### Selected extract
:::
In this, finance is one of the most important functions and foundations of any business. Not only is finance a good indicator of the health of the company overall, but it also holds an important role in managing business growth. Finance is an enabler of opportunities in the market, human resources, new products, creation of infrastructure.

Finance could be sourced either as a debt or equity. Debt financing includes long-term loans, (for the creation of fixed assets) working capital term loans, (for day-to-day operations) and equity financing towards capital (seed funding), especially for start-ups.

In any case, each type of financing has its own unique impacts differently. Debt financing would have a negative cash flow in the teething periods. It is a fixed obligation for repayment, due diligence is required in monitoring cash flow, planning of funds, profitability, break even etc.,

Equity financing does not require the same sort of set of regular payments, in most cases, some level of management interest is seated in exchange for the upfront financing. As both would have disparate effects, the entrepreneur should be able to find a specific balance, or an optimum level of finance to avoid over burdening himself. Keeping financing to a minimum would greatly strengthen the financial health of the company.

Thus, the management of money includes investing, borrowing, lending, budgeting, saving and forecasting. Sound financial management is at the heart of every business, no matter how big or small, without it even viable and potentially profitable business will fail.

Secondly, the deployment of funds i.e. allocating or investing financial resources into a specific project or business endeavour. The entrepreneur should deploy funds to research new products. Effective deployment would yield effective results.

Deploying funds refers the act of strategically allocating cash resources in order to achieve specific financial objectives. It involves a combination of investing, saving and spending in accordance to the company’s financial goals and risk tolerance.

Next comes the diversion of funds. Diverting funds is defined as the use of funds by the debtor in defiance of the authorised terms of the money lender, in a number of circumstances such as the extension of the credit facility, shifting the funds to its subsidiaries or other companies and various other circumstances which are not in compliance with the authorised terms.

The purpose of the assistance should be deployed properly. Diversion of funds would reflect in the erosion of profit thus the financial position of the company would have an adverse impact. The entrepreneur would not be able to get a fair health code for his company and future expansion would be greatly affected. Misconduct in the management would have great repercussions both on the company’s side and management's side. To curb this, an analysis and planning of organisational change management measures to support the transition from the old situation to the new one should be done.
:::
### Extracted entries
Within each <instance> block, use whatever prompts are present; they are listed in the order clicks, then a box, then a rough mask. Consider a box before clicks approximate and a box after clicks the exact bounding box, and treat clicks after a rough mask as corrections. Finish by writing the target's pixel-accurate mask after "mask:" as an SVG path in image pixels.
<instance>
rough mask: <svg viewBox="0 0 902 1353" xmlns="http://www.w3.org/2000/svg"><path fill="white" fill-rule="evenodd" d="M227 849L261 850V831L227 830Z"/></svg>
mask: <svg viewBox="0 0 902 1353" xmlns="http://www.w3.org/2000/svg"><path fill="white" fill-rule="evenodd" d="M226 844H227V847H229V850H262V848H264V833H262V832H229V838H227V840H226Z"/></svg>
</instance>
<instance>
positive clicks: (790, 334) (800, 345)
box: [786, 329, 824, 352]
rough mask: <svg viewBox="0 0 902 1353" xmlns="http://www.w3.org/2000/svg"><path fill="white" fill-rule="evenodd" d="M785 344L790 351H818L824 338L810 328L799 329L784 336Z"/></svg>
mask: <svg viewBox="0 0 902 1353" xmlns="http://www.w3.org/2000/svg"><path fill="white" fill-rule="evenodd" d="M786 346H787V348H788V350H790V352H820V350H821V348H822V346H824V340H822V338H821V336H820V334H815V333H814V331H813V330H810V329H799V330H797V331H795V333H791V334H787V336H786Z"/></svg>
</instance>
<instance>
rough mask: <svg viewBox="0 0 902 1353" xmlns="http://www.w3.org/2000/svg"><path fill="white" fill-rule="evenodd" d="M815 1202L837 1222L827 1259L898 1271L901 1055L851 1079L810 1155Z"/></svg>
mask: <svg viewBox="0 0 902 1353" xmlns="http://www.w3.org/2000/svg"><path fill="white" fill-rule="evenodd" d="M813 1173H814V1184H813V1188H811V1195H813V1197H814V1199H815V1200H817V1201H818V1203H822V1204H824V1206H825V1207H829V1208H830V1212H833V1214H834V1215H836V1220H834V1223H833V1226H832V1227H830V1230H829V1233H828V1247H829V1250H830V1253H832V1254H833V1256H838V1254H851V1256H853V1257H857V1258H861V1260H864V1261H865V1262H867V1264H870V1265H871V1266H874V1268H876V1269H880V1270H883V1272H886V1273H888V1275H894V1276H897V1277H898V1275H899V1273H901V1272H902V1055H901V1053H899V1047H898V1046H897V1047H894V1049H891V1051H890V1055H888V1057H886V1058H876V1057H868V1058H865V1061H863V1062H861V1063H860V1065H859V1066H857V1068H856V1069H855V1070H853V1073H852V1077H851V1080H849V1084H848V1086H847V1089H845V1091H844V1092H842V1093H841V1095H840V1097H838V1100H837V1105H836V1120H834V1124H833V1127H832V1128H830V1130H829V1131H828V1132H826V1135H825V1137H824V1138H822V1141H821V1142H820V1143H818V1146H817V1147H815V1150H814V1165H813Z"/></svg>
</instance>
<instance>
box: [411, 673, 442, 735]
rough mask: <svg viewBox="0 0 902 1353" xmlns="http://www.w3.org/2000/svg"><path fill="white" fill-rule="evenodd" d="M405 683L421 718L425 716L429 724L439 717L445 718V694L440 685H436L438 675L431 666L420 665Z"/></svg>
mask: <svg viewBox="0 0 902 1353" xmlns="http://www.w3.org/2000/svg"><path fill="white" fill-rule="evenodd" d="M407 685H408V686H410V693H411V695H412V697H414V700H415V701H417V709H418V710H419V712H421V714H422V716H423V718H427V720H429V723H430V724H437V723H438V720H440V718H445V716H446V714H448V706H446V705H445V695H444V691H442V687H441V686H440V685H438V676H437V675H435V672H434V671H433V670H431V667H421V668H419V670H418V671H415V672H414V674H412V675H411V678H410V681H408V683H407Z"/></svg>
:::
### Exercises
A - In the finance passage, what does debt financing have during the teething periods?
B - Please list every activity that the finance passage says the management of money includes.

### Outputs for the tasks
A - A negative cash flow.

B - Investing, borrowing, lending, budgeting, saving, and forecasting.